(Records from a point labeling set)
..............................

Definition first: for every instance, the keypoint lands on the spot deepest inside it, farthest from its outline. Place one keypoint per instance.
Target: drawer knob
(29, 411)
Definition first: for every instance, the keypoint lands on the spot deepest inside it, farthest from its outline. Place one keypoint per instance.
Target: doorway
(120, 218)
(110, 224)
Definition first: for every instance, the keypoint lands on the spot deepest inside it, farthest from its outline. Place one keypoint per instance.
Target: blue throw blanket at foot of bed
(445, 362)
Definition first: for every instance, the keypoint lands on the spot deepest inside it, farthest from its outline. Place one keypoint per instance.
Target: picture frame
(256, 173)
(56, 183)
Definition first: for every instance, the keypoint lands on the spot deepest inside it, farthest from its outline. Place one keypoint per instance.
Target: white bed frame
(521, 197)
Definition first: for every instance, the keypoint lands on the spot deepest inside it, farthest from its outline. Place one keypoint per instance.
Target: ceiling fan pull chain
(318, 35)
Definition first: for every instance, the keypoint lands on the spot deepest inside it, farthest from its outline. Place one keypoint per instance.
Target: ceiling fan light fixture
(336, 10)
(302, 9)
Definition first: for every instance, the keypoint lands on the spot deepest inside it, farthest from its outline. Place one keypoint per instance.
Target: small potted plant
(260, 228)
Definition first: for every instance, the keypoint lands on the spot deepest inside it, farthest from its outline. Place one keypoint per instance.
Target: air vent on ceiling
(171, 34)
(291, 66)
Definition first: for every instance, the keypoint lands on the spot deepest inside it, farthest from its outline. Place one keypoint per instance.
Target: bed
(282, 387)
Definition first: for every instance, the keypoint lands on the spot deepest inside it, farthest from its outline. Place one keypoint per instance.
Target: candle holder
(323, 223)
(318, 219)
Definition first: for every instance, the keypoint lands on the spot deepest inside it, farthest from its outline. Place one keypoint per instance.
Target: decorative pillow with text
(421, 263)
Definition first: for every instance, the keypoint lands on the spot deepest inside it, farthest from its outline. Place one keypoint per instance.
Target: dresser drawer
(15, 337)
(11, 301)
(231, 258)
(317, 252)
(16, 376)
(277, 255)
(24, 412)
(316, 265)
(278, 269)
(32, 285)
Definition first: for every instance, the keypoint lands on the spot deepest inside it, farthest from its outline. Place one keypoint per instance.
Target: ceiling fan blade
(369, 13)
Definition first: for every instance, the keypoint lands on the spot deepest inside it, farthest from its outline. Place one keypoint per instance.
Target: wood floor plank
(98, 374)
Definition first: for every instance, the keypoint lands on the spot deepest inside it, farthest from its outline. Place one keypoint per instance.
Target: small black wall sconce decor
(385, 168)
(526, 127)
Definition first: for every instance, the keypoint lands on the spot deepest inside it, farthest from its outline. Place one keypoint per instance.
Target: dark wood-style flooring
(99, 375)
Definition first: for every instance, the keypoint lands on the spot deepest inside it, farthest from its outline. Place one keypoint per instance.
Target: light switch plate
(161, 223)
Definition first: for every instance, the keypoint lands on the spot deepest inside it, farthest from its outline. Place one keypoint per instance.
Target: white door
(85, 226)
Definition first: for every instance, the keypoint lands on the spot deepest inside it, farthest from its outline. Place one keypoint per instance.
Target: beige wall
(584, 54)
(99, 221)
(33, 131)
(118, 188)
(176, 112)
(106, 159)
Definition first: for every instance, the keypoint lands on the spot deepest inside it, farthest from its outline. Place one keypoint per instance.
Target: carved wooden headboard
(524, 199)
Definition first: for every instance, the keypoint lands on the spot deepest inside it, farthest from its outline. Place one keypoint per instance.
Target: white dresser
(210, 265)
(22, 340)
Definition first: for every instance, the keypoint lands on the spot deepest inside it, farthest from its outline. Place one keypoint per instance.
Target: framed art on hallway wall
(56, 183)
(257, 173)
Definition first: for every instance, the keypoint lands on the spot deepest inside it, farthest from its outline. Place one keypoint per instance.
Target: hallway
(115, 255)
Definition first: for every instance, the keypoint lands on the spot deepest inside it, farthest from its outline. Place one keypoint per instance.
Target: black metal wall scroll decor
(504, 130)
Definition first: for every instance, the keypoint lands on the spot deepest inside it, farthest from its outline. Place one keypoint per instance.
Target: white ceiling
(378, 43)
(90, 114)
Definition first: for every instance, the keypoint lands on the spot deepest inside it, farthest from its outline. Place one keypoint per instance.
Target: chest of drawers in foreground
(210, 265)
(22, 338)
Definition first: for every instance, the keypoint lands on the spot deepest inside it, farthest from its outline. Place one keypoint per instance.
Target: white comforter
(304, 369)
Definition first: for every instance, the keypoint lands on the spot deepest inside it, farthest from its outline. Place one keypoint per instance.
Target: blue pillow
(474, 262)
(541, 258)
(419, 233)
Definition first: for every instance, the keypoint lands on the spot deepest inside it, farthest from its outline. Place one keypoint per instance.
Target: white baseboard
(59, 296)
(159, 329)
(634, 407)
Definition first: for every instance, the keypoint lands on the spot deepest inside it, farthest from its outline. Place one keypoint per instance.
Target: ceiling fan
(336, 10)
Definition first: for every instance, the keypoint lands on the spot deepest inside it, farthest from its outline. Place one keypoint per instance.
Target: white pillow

..............................

EXERCISE DETAILS: Gather and copy every line of the records above that contains the string "ceiling". Case counts.

THE RESPONSE:
Target: ceiling fan pull chain
Target: ceiling fan light fixture
Target: air vent on ceiling
Target: ceiling fan blade
Target: white ceiling
Target: ceiling fan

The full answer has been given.